§ **PAGE EXCERPT**
◇ ◇ ◇ ◇ ◇

# '67 red lug nut restoration



## pjw1967 (Mar 10, 2014)

Lugs on the car are likely 15+ years old. The plastic inserts have faded badly over time, and one insert is missing. A new set from Ames is $55.00+. Any ideas on restoring the red inserts? Fashioning a new inset for the missing one?


----------



## Pinion head (Jan 3, 2015)

red insert rally II lug nuts were never factory issue. they were offered early on by the aftermarket, then, in the mid '80's reproductions started being avail. Just an .02, something you might like to know, depending on what direction you are trying to take the car.


----------



## pjw1967 (Mar 10, 2014)

◇ ◇ ◇ ◇ ◇

§ **RECORD LIST**
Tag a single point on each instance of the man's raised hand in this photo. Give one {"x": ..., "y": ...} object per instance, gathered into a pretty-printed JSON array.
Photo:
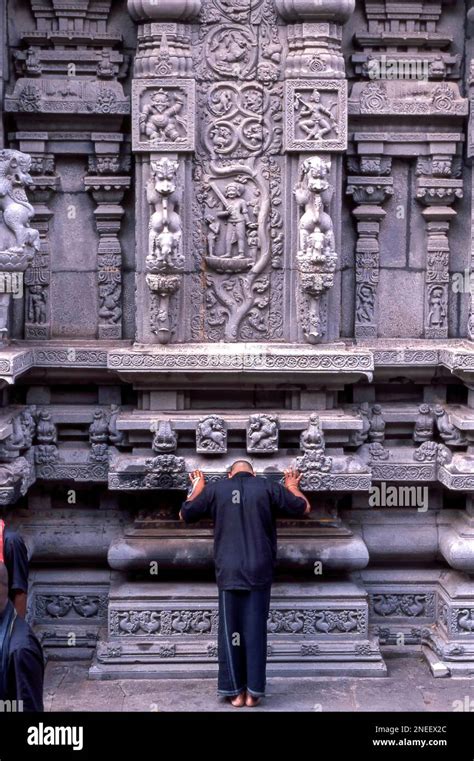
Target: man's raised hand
[
  {"x": 292, "y": 478},
  {"x": 198, "y": 481}
]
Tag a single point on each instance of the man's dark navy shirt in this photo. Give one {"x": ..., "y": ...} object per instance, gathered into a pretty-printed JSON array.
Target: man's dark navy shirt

◇ ◇ ◇ ◇ ◇

§ **PROBLEM SET**
[1] From the lug nut thread above, set down the passage that begins at the words "red insert rally" and stops after the words "take the car.".
[2] Answer these questions from the lug nut thread:
(a) How old does the first post say the lugs on the car likely are?
(b) What price does the first post give for a new set from Ames?
(c) When, according to the reply, did reproductions start being available?

§ **SOLUTIONS BY TASK**
[1]
red insert rally II lug nuts were never factory issue. they were offered early on by the aftermarket, then, in the mid '80's reproductions started being avail. Just an .02, something you might like to know, depending on what direction you are trying to take the car.

[2]
(a) 15+ years old.
(b) $55.00+.
(c) In the mid '80's.